Natural language region descriptions
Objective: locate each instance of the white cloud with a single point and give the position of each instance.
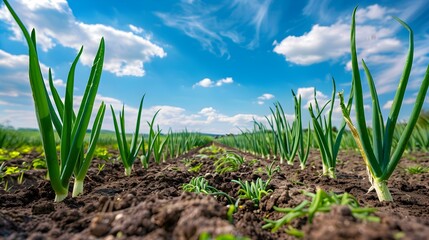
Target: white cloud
(376, 41)
(207, 82)
(135, 29)
(388, 104)
(227, 80)
(207, 120)
(264, 97)
(307, 96)
(200, 21)
(55, 24)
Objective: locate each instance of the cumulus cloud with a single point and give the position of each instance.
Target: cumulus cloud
(135, 29)
(264, 97)
(307, 96)
(207, 82)
(388, 104)
(56, 25)
(376, 40)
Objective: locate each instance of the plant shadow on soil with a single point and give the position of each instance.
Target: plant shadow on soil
(151, 204)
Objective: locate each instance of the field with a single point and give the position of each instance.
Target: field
(152, 203)
(282, 179)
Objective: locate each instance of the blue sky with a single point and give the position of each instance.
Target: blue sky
(210, 66)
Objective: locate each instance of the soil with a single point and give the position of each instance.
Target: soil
(150, 204)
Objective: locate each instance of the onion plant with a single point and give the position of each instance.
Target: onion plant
(71, 128)
(322, 202)
(228, 162)
(155, 145)
(254, 190)
(128, 152)
(181, 142)
(379, 156)
(201, 185)
(329, 143)
(289, 139)
(286, 137)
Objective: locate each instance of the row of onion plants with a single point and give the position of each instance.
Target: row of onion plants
(57, 120)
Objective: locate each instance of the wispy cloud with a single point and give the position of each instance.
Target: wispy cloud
(207, 82)
(377, 44)
(202, 21)
(56, 24)
(264, 97)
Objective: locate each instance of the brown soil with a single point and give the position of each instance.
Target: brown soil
(151, 205)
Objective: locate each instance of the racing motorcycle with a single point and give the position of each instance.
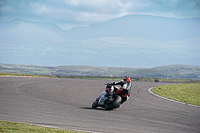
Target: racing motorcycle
(109, 99)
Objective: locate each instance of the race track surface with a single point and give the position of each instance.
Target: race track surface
(66, 103)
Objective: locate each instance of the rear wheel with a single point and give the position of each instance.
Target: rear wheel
(95, 103)
(115, 104)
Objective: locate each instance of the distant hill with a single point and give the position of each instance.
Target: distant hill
(173, 71)
(129, 41)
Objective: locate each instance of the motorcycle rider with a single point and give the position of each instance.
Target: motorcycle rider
(124, 89)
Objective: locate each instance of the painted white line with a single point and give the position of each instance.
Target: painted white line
(69, 129)
(169, 99)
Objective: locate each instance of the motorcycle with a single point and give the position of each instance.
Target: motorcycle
(109, 99)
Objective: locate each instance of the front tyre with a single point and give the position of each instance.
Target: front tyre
(115, 104)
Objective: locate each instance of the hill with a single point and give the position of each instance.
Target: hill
(129, 41)
(173, 71)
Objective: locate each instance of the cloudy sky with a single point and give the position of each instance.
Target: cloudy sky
(70, 13)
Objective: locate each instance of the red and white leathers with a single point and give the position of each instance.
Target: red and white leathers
(124, 90)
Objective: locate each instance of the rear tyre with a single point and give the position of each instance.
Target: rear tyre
(95, 103)
(115, 104)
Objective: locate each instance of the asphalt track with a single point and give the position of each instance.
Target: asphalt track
(66, 103)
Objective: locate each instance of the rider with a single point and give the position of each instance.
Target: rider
(124, 90)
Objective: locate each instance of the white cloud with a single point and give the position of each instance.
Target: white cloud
(90, 11)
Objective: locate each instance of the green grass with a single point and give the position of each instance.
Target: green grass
(187, 93)
(15, 127)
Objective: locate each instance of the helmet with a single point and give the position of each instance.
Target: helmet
(127, 79)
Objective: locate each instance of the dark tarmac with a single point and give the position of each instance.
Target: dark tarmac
(66, 103)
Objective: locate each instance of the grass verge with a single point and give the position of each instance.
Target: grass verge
(186, 93)
(15, 127)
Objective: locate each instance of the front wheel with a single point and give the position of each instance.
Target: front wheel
(115, 104)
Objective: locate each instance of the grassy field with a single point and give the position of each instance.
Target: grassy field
(186, 93)
(140, 79)
(15, 127)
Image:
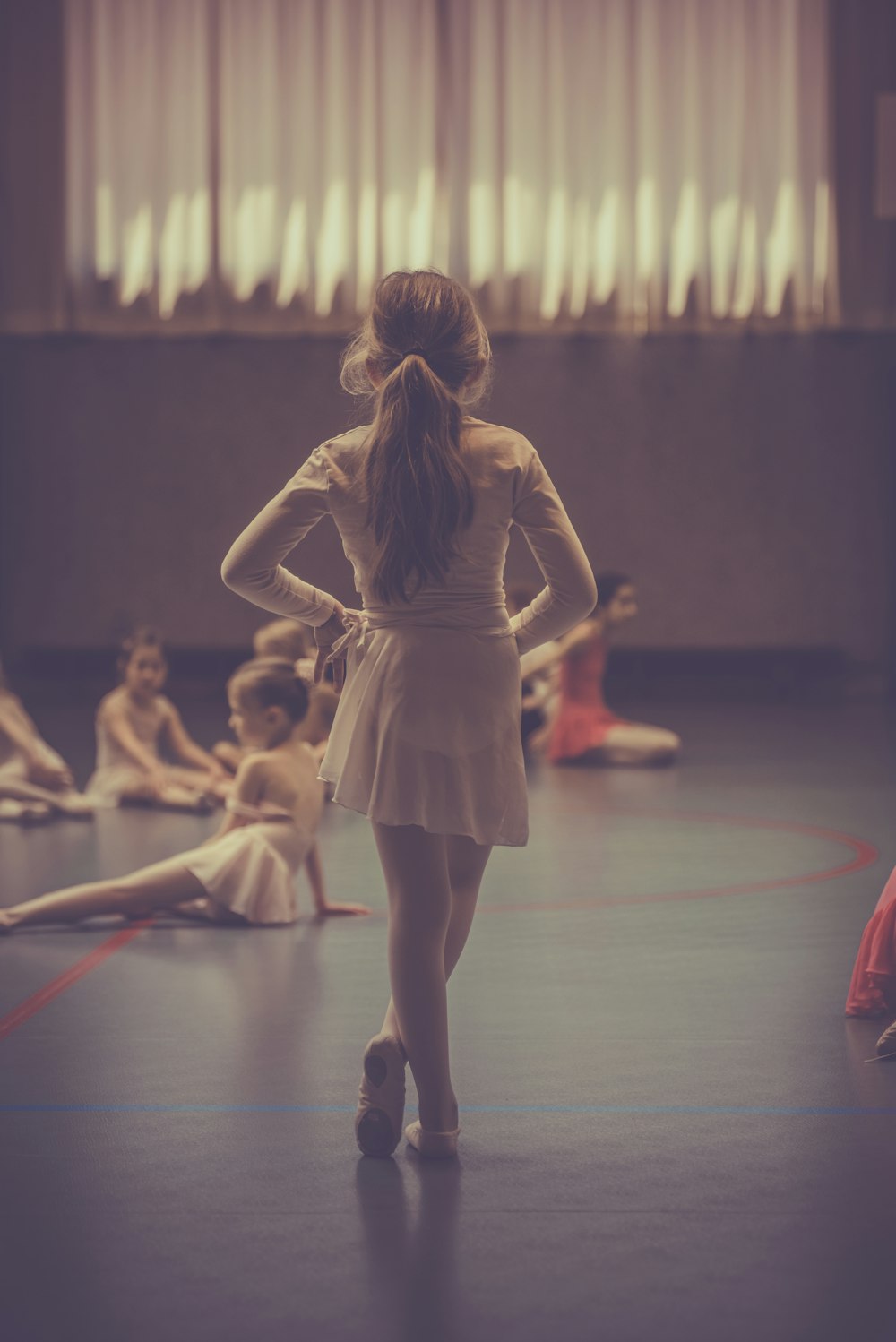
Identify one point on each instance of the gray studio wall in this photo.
(747, 484)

What the exercise asks: Copy nothing past the line containing "Objective: locate each instance of the cumulus": reproduce every line from the start of the records up to it, skipping pictures.

Response to this task:
Objective: locate each instance of the white cloud with a single point and give the position of each instance.
Target: white cloud
(376, 41)
(207, 82)
(135, 29)
(388, 104)
(227, 80)
(207, 120)
(264, 97)
(307, 96)
(200, 21)
(55, 24)
Objective: locate each instance of the cumulus cloud with a single point and give the position of each instance.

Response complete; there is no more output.